— Work instruction —
From the entries below, output the line with "of the river." and each following line up to and including the line with "of the boulder.", exactly as written.

Data extracted from a collection:
################

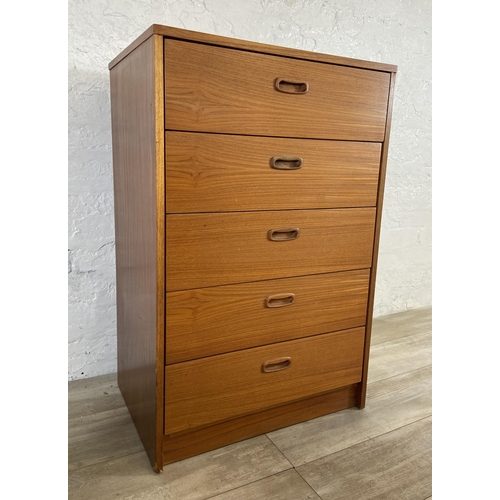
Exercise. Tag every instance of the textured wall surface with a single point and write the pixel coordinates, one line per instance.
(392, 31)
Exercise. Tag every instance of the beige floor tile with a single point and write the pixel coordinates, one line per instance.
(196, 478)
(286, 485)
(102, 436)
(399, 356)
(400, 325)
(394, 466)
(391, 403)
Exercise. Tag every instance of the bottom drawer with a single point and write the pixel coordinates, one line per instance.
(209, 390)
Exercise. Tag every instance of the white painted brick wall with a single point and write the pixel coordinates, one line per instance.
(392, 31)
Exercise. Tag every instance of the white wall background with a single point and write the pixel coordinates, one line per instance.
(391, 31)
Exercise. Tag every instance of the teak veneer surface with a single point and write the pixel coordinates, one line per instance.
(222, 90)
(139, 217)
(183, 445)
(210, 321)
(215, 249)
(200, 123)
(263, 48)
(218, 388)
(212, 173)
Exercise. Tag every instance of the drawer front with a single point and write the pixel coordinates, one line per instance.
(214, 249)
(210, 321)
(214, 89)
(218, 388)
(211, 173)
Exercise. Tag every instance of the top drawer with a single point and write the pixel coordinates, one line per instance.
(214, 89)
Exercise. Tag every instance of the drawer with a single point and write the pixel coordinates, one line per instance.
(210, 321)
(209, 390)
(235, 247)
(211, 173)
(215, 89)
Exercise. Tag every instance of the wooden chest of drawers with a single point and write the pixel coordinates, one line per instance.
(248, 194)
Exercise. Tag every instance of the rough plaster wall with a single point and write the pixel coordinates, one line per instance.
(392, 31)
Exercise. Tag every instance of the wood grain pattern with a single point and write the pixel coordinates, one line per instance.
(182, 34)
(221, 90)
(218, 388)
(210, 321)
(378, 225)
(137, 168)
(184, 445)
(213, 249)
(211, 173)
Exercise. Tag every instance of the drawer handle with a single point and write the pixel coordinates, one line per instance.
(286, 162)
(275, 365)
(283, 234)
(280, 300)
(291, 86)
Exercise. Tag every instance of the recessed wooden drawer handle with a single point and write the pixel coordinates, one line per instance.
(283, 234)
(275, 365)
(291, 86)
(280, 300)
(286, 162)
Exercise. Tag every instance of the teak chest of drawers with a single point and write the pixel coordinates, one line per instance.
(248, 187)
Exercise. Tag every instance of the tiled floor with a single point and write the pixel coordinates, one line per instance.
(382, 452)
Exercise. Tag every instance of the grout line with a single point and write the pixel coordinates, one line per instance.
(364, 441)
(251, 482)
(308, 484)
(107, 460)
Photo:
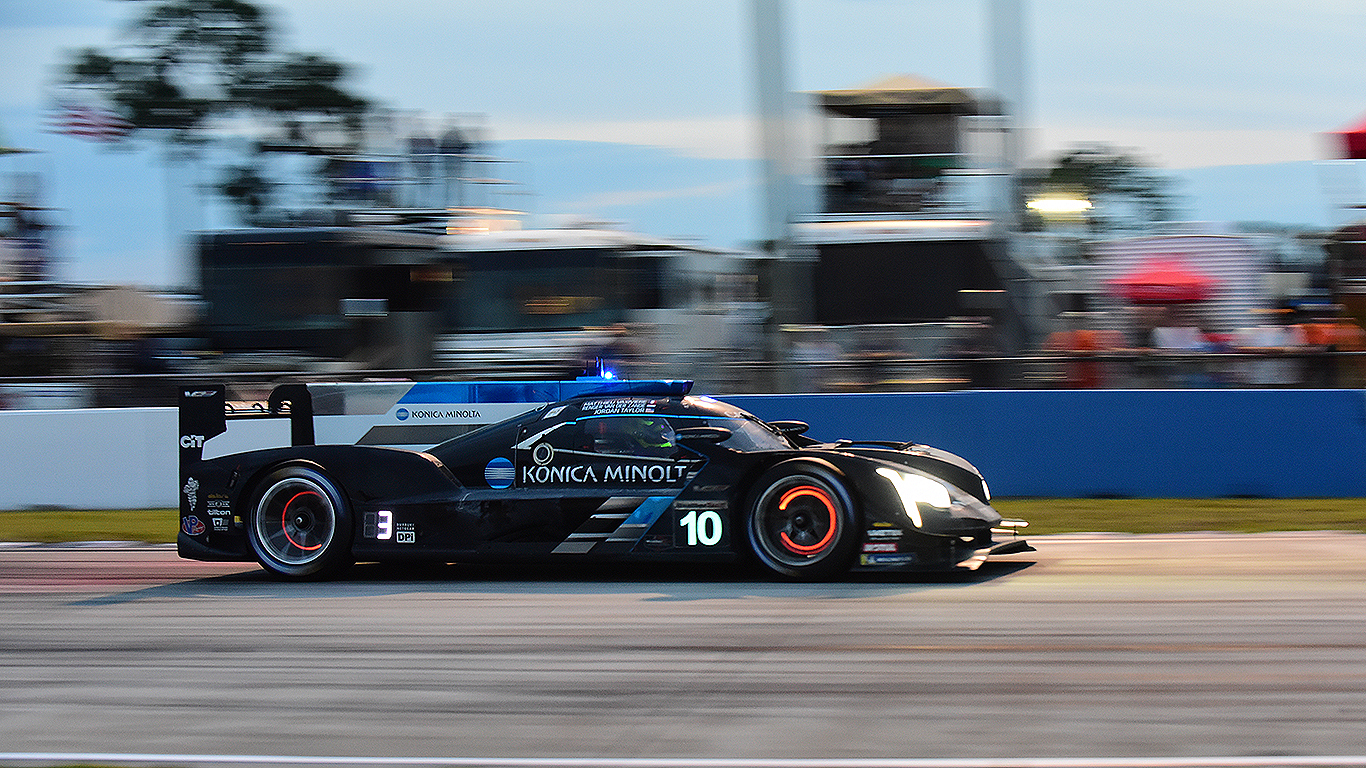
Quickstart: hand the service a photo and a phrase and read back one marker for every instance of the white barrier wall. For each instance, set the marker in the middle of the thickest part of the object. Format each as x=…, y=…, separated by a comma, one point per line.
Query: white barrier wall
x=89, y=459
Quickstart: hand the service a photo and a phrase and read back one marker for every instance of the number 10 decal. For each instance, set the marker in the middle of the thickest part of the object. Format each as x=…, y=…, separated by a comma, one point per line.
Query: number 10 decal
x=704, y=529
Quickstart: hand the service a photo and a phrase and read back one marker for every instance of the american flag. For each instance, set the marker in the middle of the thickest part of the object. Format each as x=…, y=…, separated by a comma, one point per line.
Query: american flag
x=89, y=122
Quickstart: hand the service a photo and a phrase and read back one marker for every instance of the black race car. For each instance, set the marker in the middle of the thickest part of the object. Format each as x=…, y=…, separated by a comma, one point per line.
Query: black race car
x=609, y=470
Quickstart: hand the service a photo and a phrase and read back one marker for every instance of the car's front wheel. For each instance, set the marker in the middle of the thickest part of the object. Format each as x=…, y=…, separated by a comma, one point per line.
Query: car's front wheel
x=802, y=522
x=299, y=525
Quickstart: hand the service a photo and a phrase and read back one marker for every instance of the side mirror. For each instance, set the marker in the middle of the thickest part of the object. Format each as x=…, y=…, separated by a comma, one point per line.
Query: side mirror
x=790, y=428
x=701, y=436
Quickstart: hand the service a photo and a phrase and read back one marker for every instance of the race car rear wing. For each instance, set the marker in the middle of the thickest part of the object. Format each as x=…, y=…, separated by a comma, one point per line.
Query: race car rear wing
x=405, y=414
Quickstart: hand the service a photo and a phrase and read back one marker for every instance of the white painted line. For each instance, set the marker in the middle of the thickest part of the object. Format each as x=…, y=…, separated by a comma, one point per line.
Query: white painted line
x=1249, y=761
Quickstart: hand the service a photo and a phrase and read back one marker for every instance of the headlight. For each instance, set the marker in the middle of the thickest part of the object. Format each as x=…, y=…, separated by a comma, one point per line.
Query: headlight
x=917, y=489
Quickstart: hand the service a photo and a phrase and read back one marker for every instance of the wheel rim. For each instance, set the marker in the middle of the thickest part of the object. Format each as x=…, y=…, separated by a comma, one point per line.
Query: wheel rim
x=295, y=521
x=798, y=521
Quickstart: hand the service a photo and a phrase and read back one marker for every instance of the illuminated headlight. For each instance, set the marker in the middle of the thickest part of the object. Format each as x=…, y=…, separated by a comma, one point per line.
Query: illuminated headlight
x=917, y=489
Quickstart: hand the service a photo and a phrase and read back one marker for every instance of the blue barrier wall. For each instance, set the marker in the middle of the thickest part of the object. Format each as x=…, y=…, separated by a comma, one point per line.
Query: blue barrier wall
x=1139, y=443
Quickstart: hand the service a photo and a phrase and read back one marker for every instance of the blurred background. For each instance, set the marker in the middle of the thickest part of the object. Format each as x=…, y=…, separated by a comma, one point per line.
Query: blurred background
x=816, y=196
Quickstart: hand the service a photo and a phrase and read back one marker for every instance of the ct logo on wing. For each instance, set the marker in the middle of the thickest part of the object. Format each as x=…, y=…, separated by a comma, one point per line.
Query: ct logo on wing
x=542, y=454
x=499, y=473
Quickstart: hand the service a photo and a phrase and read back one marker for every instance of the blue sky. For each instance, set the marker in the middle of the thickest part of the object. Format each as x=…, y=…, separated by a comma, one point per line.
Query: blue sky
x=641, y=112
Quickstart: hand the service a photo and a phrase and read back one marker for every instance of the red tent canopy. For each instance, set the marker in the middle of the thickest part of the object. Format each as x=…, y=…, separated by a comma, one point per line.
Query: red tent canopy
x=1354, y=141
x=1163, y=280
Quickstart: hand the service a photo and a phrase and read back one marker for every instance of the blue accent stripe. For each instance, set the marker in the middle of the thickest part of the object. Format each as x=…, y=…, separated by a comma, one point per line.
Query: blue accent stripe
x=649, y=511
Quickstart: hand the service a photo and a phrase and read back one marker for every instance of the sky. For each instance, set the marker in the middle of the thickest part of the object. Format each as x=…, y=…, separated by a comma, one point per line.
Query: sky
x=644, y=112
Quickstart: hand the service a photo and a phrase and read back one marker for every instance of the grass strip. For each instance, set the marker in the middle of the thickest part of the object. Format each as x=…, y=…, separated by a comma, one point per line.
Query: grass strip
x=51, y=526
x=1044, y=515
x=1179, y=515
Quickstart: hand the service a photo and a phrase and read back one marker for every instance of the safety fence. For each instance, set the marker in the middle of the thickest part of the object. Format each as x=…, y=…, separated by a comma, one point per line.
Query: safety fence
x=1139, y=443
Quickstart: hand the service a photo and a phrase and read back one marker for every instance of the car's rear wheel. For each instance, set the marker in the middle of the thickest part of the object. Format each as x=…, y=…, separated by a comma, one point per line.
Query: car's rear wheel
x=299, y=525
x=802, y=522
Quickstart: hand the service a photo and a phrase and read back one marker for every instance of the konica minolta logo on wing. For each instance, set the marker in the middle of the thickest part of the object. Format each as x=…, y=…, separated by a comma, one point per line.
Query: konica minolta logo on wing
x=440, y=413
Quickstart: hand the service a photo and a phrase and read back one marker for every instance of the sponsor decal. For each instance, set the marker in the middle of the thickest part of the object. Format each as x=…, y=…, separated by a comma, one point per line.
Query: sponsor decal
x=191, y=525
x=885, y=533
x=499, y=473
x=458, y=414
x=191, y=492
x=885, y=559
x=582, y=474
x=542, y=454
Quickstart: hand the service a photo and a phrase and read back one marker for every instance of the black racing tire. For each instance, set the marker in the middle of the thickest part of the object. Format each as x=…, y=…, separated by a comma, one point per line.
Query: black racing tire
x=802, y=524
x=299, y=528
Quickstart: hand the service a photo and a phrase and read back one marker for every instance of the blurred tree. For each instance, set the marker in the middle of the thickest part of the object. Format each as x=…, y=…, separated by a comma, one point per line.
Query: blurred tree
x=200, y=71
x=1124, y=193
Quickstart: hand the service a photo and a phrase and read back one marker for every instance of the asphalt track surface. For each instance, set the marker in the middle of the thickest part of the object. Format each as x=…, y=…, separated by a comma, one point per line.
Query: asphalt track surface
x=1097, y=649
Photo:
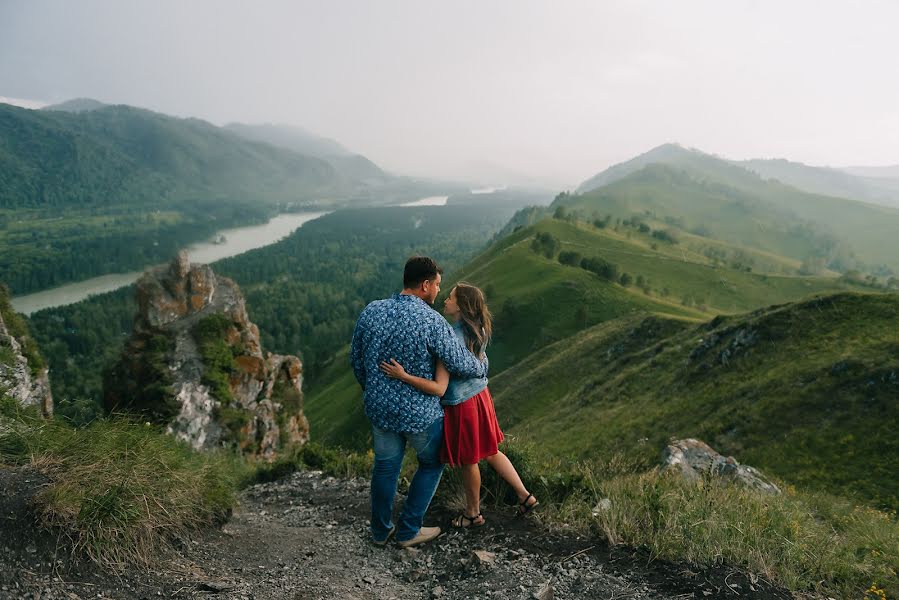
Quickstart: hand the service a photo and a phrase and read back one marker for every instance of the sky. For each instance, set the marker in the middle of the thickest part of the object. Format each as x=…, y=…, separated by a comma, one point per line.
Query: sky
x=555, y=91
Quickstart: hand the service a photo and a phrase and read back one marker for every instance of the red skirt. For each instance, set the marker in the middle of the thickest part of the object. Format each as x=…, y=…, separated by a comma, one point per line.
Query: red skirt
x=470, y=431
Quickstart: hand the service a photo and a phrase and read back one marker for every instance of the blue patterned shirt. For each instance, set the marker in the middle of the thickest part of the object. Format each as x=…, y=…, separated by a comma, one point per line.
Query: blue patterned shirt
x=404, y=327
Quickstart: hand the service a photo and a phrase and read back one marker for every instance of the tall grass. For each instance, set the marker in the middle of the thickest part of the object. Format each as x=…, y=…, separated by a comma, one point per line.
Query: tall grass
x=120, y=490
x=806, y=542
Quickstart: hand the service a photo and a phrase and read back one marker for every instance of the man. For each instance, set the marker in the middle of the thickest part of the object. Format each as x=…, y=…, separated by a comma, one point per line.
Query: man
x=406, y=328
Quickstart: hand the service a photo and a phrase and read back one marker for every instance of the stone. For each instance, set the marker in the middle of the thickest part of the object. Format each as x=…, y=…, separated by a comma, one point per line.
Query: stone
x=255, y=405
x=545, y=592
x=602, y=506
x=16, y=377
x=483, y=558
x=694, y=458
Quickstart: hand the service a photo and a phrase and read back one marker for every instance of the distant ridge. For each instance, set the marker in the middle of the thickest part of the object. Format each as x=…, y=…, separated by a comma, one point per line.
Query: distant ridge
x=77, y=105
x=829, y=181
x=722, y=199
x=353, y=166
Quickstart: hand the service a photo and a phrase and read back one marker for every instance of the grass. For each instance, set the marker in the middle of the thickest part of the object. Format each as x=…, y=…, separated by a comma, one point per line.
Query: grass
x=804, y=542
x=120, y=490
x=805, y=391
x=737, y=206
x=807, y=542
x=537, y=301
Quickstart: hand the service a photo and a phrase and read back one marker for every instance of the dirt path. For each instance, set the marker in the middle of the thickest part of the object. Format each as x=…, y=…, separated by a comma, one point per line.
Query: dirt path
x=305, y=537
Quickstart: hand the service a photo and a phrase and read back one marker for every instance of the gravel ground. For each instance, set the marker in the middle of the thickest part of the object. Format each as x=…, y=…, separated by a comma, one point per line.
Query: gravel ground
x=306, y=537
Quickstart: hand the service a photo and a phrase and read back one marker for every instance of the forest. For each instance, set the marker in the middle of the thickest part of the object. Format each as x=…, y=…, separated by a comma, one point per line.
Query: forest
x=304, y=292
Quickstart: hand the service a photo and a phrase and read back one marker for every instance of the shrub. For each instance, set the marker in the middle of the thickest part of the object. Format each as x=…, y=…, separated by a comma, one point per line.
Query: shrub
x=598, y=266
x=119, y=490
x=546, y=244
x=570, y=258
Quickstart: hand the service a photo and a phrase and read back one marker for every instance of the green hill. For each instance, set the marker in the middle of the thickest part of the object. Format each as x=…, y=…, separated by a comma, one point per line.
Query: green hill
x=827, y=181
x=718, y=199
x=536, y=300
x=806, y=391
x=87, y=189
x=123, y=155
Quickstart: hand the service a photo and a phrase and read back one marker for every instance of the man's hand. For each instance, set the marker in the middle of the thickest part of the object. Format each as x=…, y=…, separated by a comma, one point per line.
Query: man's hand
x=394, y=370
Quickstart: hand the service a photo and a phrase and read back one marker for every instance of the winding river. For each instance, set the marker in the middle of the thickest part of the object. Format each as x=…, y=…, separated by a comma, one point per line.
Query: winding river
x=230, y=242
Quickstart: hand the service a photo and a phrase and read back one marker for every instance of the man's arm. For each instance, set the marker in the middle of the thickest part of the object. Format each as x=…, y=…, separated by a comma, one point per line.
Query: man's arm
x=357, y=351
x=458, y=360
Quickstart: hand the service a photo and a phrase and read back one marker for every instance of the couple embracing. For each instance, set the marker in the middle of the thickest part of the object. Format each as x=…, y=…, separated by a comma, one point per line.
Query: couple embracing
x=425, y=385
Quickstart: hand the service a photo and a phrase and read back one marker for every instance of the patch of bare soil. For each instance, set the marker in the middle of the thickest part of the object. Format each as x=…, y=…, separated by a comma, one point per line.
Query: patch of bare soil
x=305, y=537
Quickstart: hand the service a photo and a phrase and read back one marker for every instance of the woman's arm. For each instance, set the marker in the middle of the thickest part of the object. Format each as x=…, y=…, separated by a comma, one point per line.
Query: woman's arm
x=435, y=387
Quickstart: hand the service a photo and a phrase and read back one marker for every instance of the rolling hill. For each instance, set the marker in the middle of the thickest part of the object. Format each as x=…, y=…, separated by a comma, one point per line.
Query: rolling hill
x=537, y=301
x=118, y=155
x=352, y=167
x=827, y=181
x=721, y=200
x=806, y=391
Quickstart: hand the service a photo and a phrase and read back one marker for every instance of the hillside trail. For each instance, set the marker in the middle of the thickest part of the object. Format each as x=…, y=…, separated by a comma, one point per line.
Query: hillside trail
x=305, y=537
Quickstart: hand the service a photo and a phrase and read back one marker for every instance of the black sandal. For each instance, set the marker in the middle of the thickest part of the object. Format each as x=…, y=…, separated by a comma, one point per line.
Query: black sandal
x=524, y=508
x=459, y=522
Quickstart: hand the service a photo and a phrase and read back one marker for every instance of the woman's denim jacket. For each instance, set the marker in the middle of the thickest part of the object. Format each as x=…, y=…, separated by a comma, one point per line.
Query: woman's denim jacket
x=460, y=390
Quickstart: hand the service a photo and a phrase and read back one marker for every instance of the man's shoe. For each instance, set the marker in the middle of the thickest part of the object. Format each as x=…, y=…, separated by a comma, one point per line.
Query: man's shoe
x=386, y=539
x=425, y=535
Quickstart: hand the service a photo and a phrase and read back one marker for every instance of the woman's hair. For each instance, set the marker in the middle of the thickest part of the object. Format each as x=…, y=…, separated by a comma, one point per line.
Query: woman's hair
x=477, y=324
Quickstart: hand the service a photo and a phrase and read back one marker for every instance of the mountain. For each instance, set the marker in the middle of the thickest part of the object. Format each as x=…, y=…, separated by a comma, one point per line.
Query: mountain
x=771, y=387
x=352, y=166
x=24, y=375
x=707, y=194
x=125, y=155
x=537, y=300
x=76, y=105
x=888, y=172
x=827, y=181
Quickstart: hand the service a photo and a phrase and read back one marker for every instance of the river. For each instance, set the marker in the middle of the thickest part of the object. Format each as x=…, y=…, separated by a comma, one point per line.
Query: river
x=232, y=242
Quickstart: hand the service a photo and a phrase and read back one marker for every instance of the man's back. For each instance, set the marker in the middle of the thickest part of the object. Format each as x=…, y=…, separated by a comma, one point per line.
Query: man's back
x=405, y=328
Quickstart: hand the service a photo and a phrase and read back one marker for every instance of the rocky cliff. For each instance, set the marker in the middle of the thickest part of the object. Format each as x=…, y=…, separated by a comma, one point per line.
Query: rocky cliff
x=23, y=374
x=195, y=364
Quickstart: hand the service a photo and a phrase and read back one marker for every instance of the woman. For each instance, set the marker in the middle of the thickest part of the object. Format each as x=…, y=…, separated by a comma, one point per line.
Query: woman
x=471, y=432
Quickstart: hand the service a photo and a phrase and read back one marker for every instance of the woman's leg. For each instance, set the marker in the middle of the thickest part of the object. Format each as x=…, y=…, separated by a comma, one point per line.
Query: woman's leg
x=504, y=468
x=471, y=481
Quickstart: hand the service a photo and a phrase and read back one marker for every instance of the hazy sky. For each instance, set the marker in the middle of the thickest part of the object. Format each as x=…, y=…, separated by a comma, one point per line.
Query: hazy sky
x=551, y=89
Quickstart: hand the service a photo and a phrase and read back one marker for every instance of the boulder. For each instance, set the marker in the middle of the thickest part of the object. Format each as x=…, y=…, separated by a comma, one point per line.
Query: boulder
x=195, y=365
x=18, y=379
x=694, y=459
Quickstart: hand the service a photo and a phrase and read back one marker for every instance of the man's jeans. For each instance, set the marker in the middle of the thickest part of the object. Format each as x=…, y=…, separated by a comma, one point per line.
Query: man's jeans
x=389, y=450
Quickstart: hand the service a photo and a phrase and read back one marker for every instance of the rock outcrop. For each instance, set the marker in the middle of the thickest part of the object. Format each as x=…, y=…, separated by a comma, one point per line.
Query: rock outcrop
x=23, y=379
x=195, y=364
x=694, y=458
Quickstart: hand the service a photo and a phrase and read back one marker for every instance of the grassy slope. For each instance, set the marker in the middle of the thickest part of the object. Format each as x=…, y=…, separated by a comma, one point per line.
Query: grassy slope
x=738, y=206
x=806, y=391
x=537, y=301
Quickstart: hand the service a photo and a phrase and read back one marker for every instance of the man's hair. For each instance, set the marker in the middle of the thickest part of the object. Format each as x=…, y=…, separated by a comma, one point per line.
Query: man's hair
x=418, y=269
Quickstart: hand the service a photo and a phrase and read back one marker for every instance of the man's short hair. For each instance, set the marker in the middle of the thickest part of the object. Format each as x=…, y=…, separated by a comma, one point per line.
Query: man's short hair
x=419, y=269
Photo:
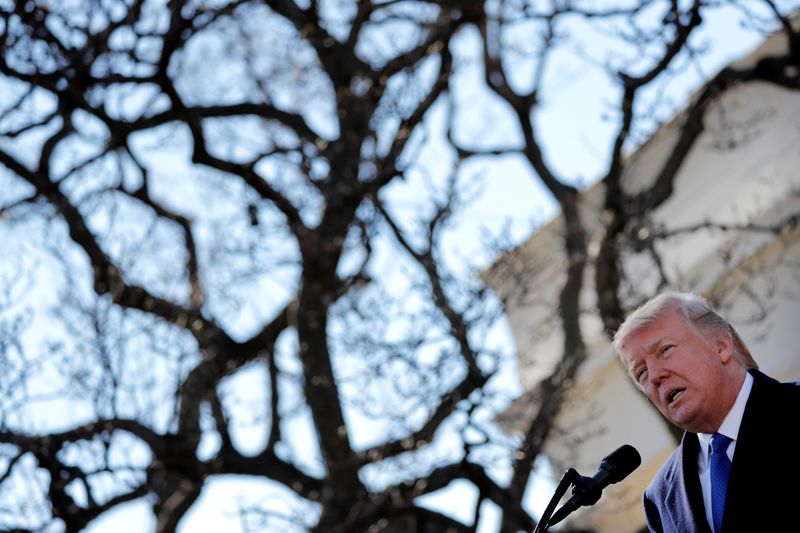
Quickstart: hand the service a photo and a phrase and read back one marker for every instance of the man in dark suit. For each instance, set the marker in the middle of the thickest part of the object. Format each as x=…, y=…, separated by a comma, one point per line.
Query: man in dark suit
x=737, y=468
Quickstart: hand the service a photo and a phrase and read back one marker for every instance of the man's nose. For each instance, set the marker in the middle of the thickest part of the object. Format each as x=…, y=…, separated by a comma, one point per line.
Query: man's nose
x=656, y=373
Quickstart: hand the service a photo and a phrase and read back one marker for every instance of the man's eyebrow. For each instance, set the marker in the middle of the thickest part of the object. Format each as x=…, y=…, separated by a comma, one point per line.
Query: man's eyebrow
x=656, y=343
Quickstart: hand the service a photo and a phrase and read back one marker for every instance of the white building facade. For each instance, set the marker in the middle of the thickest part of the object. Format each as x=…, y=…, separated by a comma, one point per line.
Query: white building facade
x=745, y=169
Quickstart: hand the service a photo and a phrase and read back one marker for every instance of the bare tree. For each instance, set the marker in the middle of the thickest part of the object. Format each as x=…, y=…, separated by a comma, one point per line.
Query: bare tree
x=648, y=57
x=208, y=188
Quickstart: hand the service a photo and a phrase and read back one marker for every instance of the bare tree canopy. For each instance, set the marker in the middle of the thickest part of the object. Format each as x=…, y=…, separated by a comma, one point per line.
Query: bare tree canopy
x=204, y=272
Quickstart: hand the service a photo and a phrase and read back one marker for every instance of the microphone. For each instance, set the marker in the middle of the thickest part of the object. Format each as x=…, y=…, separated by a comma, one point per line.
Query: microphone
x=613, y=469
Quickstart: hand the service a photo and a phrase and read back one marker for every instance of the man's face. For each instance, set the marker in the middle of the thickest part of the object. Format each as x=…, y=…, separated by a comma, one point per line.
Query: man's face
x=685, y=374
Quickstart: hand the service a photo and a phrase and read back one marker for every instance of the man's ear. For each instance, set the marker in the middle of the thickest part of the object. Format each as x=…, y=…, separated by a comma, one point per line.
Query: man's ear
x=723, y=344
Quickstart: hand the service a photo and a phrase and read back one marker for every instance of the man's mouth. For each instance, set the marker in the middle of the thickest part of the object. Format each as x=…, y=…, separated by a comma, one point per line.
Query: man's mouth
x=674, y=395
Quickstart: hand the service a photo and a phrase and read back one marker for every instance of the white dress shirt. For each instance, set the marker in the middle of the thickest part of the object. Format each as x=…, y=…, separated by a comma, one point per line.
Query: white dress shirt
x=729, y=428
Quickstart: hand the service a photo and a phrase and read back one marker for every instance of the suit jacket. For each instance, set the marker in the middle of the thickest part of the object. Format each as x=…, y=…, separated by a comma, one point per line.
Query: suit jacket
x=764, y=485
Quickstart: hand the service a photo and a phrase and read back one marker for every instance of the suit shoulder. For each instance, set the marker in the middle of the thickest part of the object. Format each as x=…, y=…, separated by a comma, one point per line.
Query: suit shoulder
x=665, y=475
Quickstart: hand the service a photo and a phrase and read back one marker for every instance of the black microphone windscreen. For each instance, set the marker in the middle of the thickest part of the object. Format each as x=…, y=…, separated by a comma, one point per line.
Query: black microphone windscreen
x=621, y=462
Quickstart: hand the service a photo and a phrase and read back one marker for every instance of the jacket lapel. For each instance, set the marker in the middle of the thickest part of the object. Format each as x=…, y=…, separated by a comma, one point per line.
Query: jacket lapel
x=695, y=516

################

— Response to the exercise —
Quickstart: hand the service a photo and a phrase and read back one marker for every instance of the river. For each instance, set the marker in the middle of the thickest part of the object. Format each as x=…, y=…, separated by a comma, one point per line.
Query: river
x=232, y=242
Quickstart: hand the service a photo and a phrase and read back one marker for every instance of the man's back. For each instance, set the marker in the middle of the thickest part of the object. Format each as x=…, y=…, separated by a comma, one point per line.
Query: man's back
x=405, y=328
Quickstart: hand the service a photo and a phrase and read back one marker for every instance of the rocky cliff. For each instance, set the marker in the middle of the thickest part of the object. Format each as x=…, y=…, separated by a comma, one point per line.
Query: rocky cliff
x=23, y=374
x=195, y=364
Quickstart: hand the service a photo and a phrase and read back one marker for every instance of the woman. For each instance, set the marker in the middle of the thickest part of the object. Format each as x=…, y=…, separated by a comma, one point per line.
Query: woman
x=471, y=432
Quickstart: hand the service a photo and a phrase and read back one marker for every instance of the woman's leg. For each instance, set the marker in the middle of the thickest part of the object. Format each as x=…, y=…, separated by a comma, one point per line.
Query: woman's leg
x=504, y=468
x=471, y=481
Quickstart: hand the service a photo and a phrase and read back one marker for every instance of the hazy sky. For each instance, set the marker in the middle of the thickest part of the object. Format each as x=…, y=…, separated by a comma, one point per line.
Query: hazy sky
x=551, y=89
Quickstart: hand the service a photo and a phrase and read back one marker for every instance of the boulder. For each instance, set the marker in the middle of the thickest part of the object. Format each as x=…, y=…, separated by a comma, one point per line.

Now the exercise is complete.